__WHAT IS BEING ASKED__.
For this exercise, please find the lines in the entries that include the word "positive" and copy them.
(Beginning of DATA PROVIDED)
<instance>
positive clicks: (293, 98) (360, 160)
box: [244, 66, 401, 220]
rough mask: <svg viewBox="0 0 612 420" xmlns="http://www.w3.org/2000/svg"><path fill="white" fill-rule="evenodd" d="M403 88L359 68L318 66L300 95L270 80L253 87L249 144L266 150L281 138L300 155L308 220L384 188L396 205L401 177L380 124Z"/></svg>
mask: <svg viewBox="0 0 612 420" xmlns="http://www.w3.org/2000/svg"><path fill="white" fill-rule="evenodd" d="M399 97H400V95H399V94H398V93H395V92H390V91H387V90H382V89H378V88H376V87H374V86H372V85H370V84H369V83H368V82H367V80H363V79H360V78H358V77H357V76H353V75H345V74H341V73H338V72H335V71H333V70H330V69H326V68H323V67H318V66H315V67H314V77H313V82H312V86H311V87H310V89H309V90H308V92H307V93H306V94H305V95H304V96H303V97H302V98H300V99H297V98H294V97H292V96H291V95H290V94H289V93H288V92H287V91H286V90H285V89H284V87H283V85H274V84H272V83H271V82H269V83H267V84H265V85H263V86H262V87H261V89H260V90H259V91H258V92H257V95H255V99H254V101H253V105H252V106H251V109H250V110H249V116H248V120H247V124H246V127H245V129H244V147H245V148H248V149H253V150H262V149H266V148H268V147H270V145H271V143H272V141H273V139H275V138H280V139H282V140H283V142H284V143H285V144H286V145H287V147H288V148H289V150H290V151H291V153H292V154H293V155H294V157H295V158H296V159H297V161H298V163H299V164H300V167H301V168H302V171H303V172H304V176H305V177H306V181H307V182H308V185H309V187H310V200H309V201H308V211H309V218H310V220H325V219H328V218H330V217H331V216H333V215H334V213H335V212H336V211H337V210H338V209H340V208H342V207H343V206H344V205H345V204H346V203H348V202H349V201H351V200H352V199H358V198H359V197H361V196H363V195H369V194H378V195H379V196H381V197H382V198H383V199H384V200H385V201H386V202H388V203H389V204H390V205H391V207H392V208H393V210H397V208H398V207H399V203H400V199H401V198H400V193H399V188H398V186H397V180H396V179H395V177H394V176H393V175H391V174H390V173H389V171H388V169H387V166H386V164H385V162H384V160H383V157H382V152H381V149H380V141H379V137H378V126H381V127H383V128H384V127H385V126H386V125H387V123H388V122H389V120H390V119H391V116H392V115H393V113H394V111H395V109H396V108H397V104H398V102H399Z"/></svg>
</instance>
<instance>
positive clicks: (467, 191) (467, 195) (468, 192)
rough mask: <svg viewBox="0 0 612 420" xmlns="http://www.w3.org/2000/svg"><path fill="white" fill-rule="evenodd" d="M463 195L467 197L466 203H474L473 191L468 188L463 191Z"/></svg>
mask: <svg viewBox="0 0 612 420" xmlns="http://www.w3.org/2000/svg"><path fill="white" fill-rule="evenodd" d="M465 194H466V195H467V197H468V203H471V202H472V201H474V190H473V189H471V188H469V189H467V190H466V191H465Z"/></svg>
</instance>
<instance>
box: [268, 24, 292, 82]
(End of DATA PROVIDED)
__RESPONSE TO THE EXERCISE__.
positive clicks: (293, 98) (360, 160)
positive clicks: (467, 191) (467, 195) (468, 192)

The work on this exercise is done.